> **DATA ROWS**
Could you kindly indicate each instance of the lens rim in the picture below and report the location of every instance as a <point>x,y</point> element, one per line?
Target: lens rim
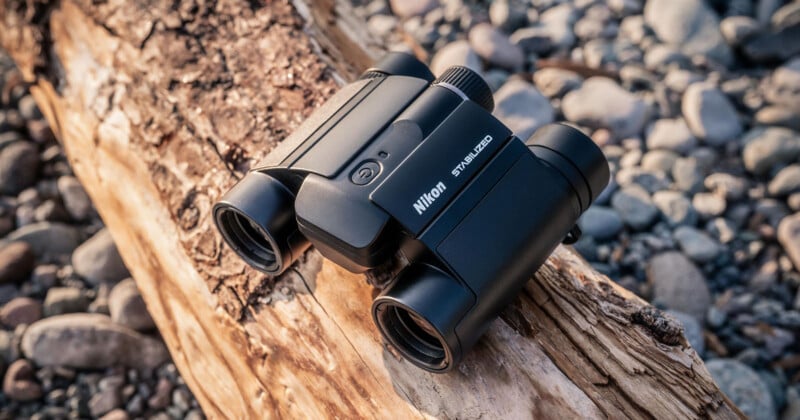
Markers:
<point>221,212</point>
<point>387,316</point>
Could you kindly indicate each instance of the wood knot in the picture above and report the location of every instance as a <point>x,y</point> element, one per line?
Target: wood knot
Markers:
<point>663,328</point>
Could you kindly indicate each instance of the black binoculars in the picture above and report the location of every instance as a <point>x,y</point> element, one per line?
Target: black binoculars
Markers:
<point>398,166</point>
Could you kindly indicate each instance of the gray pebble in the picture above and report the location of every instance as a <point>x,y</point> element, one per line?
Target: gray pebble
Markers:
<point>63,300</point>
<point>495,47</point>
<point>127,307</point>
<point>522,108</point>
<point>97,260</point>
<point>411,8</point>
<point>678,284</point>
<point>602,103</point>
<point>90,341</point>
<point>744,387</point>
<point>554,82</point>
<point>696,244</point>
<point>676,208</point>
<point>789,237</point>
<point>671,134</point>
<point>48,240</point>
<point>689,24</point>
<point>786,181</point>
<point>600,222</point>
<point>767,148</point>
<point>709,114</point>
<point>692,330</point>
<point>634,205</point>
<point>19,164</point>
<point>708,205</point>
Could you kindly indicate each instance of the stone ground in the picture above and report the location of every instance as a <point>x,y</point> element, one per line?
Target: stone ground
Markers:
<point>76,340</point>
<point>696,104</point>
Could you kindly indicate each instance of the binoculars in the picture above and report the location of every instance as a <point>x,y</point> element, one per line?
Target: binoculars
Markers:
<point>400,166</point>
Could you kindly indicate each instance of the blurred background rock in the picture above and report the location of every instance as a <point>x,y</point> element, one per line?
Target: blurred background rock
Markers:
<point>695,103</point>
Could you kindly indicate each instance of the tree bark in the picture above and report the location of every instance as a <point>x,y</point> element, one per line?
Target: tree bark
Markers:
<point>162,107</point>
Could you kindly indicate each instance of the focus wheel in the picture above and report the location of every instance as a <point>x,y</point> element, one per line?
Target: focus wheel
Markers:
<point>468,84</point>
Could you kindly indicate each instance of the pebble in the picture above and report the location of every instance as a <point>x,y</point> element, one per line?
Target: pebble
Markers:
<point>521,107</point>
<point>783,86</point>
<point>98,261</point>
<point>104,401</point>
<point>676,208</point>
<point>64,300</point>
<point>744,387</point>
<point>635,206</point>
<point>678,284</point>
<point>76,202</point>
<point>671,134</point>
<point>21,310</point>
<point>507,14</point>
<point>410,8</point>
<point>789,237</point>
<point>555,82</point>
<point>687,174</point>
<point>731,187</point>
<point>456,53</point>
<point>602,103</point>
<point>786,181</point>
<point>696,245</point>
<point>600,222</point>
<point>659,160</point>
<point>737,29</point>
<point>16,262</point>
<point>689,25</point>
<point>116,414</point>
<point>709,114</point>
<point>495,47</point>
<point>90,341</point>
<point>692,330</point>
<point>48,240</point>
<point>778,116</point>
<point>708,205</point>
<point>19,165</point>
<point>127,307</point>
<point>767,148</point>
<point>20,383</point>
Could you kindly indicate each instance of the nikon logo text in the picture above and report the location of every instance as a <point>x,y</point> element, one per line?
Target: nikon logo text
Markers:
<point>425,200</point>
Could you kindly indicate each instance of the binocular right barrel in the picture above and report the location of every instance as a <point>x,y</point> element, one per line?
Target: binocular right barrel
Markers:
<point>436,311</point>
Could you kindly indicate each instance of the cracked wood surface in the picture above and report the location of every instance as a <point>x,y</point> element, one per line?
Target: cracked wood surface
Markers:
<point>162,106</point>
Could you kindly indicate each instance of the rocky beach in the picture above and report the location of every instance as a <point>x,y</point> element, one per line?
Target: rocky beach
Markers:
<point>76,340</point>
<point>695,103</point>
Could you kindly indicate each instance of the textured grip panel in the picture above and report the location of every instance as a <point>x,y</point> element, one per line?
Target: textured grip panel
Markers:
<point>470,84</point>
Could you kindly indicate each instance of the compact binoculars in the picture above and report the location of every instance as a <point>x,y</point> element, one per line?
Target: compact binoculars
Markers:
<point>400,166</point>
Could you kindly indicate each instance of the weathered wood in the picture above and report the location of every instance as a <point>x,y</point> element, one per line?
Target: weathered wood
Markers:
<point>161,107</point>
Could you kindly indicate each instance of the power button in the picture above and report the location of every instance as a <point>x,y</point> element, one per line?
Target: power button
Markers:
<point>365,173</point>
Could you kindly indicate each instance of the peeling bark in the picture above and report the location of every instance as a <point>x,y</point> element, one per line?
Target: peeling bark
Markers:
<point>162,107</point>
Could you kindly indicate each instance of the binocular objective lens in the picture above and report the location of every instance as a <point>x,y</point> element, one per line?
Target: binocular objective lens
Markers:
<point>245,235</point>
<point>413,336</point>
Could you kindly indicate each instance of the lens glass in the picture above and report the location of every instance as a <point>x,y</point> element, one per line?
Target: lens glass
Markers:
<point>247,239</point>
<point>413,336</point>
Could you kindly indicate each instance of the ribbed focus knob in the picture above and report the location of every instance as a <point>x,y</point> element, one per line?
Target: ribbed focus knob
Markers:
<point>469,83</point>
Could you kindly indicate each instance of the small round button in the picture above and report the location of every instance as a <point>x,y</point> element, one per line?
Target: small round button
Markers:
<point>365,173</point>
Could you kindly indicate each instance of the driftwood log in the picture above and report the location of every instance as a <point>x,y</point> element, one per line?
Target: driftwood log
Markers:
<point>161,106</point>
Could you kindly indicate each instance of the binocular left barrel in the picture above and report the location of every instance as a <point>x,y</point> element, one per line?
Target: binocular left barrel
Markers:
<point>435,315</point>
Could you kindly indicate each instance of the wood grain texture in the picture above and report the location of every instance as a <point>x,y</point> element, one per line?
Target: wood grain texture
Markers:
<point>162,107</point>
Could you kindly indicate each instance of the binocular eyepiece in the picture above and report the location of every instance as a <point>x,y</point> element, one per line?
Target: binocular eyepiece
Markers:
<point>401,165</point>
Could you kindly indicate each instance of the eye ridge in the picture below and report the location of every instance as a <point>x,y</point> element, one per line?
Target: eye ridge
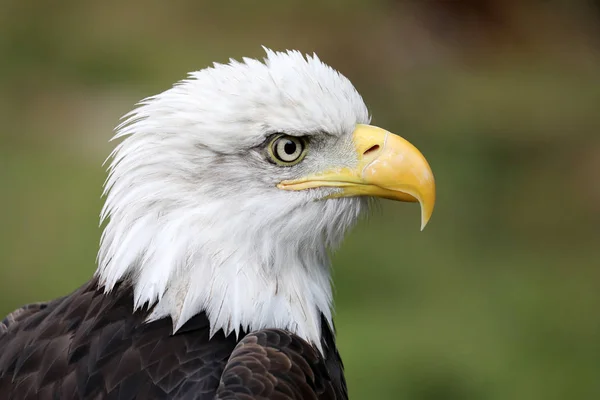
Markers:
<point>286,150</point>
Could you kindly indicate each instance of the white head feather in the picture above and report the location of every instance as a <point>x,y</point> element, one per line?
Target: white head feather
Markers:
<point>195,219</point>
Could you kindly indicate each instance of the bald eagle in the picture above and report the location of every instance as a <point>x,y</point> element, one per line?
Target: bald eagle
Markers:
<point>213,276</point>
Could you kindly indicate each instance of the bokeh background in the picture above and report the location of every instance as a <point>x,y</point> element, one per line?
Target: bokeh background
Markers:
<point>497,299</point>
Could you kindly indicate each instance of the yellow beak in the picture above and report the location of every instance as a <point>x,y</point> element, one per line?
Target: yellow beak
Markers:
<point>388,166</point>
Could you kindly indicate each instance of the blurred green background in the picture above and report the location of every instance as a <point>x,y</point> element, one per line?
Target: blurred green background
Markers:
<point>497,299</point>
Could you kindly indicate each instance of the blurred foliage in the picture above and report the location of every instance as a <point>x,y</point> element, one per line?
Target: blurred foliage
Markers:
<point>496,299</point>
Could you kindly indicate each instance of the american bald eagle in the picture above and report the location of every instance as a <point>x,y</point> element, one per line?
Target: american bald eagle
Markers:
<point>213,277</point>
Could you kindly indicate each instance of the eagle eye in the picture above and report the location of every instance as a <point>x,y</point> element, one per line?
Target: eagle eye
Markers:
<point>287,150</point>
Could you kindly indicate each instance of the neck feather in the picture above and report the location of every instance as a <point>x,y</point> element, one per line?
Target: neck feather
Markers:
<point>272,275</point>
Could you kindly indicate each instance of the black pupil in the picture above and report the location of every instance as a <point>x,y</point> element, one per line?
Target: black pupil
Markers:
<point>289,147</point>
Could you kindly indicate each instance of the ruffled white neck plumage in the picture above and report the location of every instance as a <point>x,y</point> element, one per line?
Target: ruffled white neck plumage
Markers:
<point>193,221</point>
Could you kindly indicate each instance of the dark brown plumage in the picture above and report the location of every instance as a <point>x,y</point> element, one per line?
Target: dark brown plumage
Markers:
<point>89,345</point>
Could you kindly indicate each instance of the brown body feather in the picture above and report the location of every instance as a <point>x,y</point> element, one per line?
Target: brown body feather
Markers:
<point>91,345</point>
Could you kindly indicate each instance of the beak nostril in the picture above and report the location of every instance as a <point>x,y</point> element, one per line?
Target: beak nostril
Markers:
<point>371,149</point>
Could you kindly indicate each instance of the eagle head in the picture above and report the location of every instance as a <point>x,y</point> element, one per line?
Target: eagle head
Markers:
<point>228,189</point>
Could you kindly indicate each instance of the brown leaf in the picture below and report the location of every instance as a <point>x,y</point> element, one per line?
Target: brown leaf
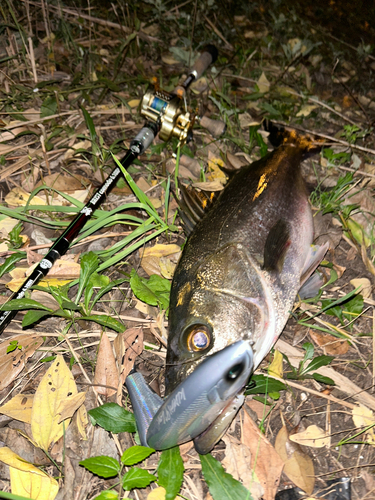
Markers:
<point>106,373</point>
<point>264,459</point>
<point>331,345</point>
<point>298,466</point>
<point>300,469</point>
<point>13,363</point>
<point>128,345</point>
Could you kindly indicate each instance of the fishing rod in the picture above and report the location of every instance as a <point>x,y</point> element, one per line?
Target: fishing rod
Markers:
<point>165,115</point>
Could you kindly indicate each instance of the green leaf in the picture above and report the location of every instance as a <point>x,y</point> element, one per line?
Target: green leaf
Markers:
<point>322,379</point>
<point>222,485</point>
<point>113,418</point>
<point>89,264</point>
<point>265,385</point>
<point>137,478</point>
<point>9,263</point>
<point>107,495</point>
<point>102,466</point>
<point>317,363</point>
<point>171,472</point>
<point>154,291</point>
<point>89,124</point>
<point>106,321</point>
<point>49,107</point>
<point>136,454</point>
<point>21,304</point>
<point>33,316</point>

> **STATED TASK**
Rewrite everything from the start of the rows down to the line containing "<point>387,316</point>", replacing "lens rim" with "lens edge" and keeping all else the same. Leave the pictures out of your answer.

> **RESULT OF THIS EXERCISE**
Could you kindly indicate each instance of the lens edge in the picture below and report the location of every instance as a <point>x,y</point> element, one per line?
Target: lens edge
Markers:
<point>221,212</point>
<point>387,316</point>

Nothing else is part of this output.